## [MATERIAL TO PROCESS]
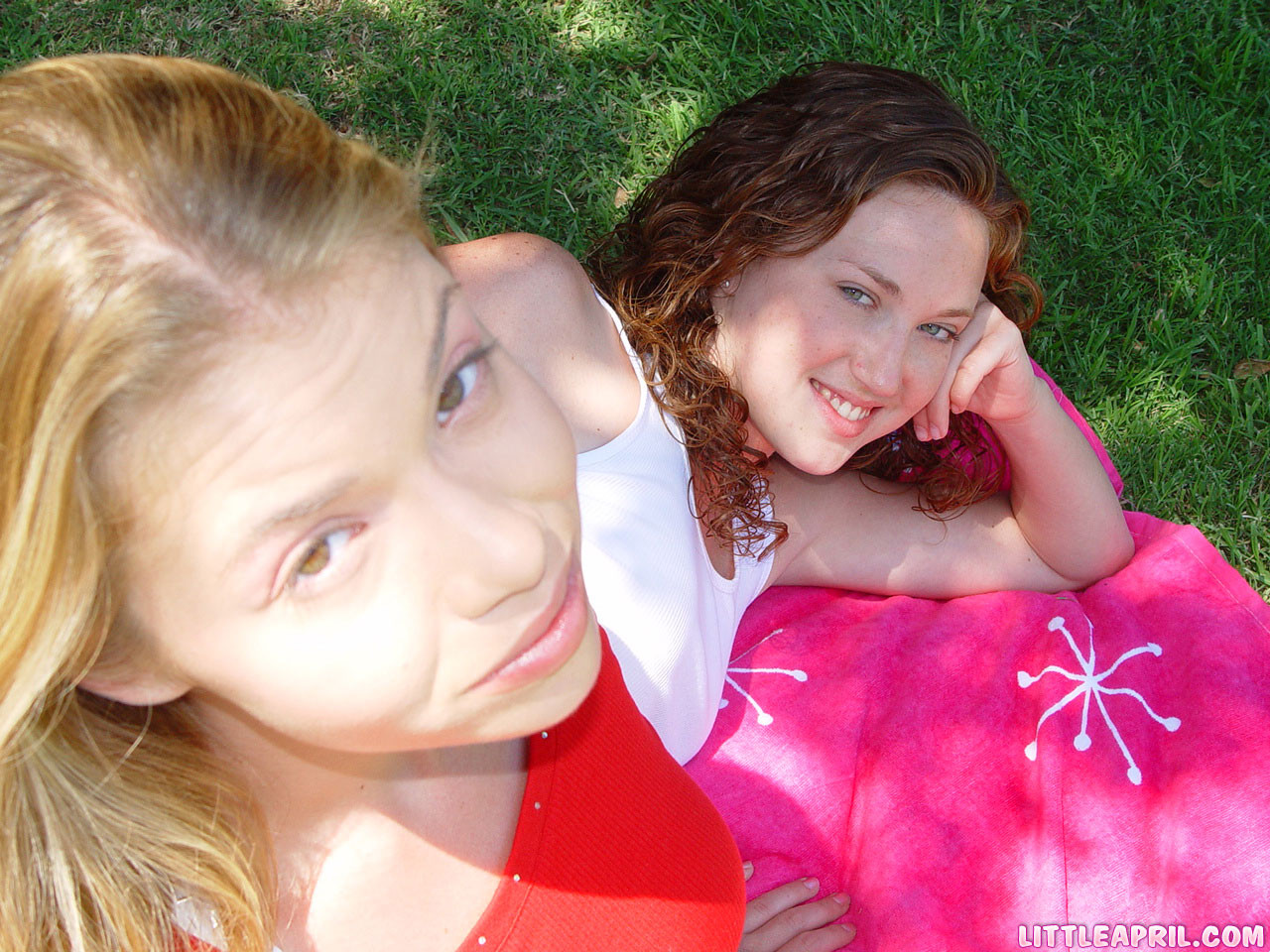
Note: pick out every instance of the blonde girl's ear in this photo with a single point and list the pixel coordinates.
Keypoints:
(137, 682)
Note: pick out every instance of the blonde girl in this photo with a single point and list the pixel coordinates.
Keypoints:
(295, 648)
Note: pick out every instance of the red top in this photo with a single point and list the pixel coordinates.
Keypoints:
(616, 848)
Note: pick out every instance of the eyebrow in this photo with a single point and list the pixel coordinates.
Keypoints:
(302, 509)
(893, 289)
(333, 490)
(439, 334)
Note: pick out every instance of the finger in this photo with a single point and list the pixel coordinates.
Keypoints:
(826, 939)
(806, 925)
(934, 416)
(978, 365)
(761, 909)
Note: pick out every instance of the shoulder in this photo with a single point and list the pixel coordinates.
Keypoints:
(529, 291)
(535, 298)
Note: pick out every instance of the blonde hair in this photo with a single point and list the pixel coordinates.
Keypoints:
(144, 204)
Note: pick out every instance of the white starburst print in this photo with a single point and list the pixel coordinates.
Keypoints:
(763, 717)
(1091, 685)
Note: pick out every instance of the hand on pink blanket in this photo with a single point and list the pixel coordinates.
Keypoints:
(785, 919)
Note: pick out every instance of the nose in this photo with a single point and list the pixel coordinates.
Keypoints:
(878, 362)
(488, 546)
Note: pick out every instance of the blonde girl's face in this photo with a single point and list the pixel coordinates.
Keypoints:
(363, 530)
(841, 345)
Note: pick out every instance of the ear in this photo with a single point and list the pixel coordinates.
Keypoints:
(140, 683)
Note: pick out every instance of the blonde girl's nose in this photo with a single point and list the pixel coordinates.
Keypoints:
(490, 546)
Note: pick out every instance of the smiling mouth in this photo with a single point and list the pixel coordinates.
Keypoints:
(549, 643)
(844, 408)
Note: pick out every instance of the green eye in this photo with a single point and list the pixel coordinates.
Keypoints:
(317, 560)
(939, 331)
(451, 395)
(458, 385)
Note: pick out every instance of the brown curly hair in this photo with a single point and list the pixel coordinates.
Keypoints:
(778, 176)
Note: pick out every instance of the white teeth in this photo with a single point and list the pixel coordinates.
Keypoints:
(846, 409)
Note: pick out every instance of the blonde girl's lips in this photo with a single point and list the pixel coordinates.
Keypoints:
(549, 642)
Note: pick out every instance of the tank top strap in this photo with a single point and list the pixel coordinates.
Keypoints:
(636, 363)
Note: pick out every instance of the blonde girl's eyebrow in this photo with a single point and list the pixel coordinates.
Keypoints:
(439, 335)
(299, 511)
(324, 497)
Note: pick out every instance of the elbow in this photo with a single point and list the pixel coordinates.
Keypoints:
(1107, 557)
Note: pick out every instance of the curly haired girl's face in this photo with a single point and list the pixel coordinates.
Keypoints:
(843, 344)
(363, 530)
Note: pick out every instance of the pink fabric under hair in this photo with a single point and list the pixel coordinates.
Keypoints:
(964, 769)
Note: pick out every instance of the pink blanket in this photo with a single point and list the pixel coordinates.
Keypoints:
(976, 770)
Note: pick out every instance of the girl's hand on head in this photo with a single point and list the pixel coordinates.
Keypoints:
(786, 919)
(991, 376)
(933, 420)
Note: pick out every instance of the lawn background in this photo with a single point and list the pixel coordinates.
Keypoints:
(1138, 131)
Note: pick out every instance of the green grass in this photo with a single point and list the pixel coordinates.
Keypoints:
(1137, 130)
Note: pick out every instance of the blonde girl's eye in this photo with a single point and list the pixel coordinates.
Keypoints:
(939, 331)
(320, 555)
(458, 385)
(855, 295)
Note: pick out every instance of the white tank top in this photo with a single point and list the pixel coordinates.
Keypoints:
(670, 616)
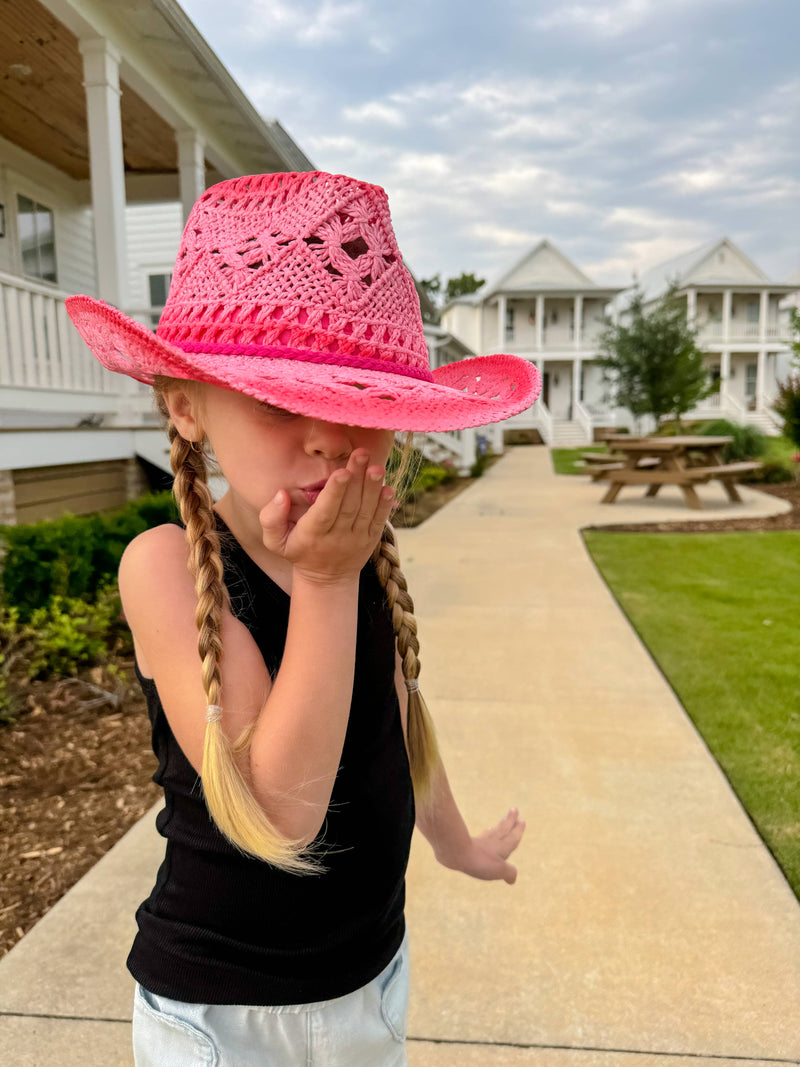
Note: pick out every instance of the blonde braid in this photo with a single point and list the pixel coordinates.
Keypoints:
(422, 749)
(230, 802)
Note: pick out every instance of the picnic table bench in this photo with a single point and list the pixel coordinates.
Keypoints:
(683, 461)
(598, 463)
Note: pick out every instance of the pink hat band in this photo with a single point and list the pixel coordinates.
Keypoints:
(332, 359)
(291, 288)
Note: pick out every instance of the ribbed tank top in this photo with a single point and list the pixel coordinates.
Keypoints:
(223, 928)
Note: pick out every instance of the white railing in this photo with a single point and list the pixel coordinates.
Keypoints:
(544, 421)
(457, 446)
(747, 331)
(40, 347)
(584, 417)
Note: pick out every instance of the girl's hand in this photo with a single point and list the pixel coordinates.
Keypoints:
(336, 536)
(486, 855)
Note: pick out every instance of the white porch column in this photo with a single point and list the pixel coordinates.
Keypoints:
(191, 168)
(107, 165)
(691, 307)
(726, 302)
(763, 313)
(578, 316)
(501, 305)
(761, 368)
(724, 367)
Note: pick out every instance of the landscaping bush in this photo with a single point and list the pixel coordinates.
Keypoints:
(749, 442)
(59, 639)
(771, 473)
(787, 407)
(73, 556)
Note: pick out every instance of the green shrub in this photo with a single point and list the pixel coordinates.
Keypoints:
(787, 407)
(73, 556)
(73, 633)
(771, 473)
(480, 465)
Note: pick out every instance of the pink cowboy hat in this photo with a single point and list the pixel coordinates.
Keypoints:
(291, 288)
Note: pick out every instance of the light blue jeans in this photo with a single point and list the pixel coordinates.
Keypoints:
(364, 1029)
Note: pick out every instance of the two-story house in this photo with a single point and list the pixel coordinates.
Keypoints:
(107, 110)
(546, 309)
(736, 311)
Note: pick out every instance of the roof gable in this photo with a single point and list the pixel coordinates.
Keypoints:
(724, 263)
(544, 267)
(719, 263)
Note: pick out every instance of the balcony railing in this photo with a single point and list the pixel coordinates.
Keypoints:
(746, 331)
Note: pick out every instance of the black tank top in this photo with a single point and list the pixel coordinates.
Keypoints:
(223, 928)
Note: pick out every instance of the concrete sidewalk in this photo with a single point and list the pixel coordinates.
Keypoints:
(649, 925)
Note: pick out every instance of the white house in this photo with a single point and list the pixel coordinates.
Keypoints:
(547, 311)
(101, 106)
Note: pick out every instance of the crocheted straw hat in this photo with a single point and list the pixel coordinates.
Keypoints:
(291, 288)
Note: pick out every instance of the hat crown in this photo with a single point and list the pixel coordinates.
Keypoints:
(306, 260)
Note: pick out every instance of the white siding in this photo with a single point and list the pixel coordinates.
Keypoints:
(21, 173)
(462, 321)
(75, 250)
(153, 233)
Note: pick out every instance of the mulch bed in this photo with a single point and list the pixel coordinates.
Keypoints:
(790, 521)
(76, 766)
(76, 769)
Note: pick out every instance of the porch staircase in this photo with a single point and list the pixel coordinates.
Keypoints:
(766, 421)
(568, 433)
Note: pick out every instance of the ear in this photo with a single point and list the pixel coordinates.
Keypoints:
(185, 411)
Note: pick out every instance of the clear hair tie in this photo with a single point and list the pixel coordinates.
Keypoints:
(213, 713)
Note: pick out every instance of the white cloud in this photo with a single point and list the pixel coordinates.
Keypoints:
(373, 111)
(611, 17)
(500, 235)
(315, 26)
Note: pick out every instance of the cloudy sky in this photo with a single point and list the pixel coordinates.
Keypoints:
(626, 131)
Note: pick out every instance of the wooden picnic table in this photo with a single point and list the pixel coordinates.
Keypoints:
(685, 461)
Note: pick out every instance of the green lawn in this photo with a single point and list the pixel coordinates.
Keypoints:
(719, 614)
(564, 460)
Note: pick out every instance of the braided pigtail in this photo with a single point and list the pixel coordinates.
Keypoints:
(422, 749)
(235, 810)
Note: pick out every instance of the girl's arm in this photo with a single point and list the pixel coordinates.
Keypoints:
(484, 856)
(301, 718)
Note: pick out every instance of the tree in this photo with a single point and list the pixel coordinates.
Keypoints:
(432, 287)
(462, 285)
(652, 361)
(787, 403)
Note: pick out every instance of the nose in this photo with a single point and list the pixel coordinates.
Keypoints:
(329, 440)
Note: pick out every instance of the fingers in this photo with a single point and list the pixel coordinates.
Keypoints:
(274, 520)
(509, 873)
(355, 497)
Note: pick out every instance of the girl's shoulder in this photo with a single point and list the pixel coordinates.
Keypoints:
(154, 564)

## [AIM OF THE EXERCISE]
Write out every line of the data that holds the word "picnic".

## [ANSWER SPACE]
Note: pick out every instance of the picnic table bench in this photo with a single point and list the pixel coordinates.
Note: pick out every instance of the wooden picnic table in this photo with a single point and list the pixel coordinates.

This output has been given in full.